◆ **Tasks and exercises**
**A)** In the spindle-conversion post, why does the lost low-end torque of a 1.5:1 belt drive stop being a problem once an encoder is added? Answer in one to three sentences.
**B)** Does the spindle-conversion post agree with each statement below? For each, answer yes or no and quote the deciding words. (i) Mach3 sends a 0-10v signal directly to the VFD. (ii) The spindle bearings should be replaced right away. (iii) Converting to a belt drive makes the head lighter.
**C)** Extend the spindle-conversion post, starting after its last sentence.

Yes, you can - but just barely and depending on components selected.

Basic components:
220v 3-phase Ebay motor, look for "vector duty" (I'm partial to Marathon BlackMax motors)
VFD with 220 1p input (as Jim mentioned) and 3p output.  Automation direct's GS-3 series is quite nice and has optional high-speed encoder inputs.  I went with a Hitachi VFD, and it's worked well.
BOB (or sub-board) with 0-10v output to control the VFD.  Mach3 outputs a PWM signal that the BOB converts to the 0-10v

_Optional_ upgrades:
- Belt drive conversion -* highly* recommended.  You won't need the gears if you get the right motor and pulley ratio.  Determine lowest reasonable speed you'll be cutting anything (for me it's tapping at 500RPM), and the max spindle speed you want.  When you're shopping for a motor, check the name plate to see what the max safe RPM of the motor is and multiply that by your pulley ratio.  There's your top end.

Belt drive also lowers the head weight, and is much quieter.  No more oil in the head - no more dribbling.  No gear backlash so rigid tapping is possible.

Your spindle bearings will eventually get wrecked, but just run the stockers for a while with some good grease and when they give up the ghost replace them with as nice a set as you can afford.  Don't worry about them right now.

- Encoder for spindle and/or motor.  This will permit rigid tapping and much more accurate speed control if the VFD gets information back from the actual motor RPM.  No more 'bogging' down on heavier cuts unless you overload the VFD completely.  It also permits significantly increased torque at low RPM (like 200% over name plate in some cases), so your 'loss' of low-end torque with a 1.5:1 belt drive is no longer an issue.

Check your control software (Mach3?) and see if it is capable of dealing with a pulley ratio on the motor while still permitting rigid tapping.  If not, you may be stuck deciding if you want rigid tapping or feedback to the VFD - you can't have both in this case.

◆ **Collected data**
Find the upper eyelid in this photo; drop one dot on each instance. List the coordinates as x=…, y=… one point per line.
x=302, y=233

◆ **Responses to the exercise**
**A)** An encoder sends the actual motor RPM back to the VFD, and this permits significantly increased torque at low RPM, in some cases about 200% over the name plate rating. That added low-speed torque makes up for the torque lost with a 1.5:1 belt drive.

**B)**
(i) No: "Mach3 outputs a PWM signal that the BOB converts to the 0-10v"
(ii) No: "Don't worry about them right now."
(iii) Yes: "Belt drive also lowers the head weight"

**C)**
- External braking resistor for VFD.  Permits stopping the spindle RIGHT NOW.

*Here's a really slick idea...*

Buy a big 1.8kw (2.5hp) servo and DYN4 drive from DMM Technology and install it as the spindle motor.  No separate VFD needed as you'll be using their servo drive to power it.  The drive takes 220v 1phase.  Already comes with an encoder, and Mach3 is capable of driving a spindle with step & direction pulses.  You get:

1. Smaller, lighter motor than the equivalent power induction motor
2. Motor is new, not used.
3. Motor and drive are a set from the same company - no tearing your hair out with incompatible signal voltages or encoder signal types.  Trust me, this is huge.
4. Built-in extremely nice encoder, with  - and this is important - encoder signal pass-through features.  The encoder signal can be sent to Mach3 or other controller so you can have a real-time RPM display.
5. Factory made shielded cables so you aren't fiddling with sizing big 8ga wires from the VFD to the induction motor and chasing down RFI/EMI.  VFD's are noisy.
6. Spindle positioning capability.  Make a single point tool and have the spindle index it - instant broach for square corners or internal splines!

Has a 3000RPM max, so a 2:1 pulley ratio would be the ticket for your aluminum milling.  And you'll have gobs more low-end torque, even with the pulleys, than your current set-up.

$378 for the motor
$267 for the drive
$60 for two cables (signal and power)

*OR...
*
Go with the .75kw (1hp) 5000RPM servo (half the price) and do a 1.25 or 1.5:1 pulley ratio.  Less money, still plenty of torque down low for steel cutting and bigger drills, and potentially a higher top end.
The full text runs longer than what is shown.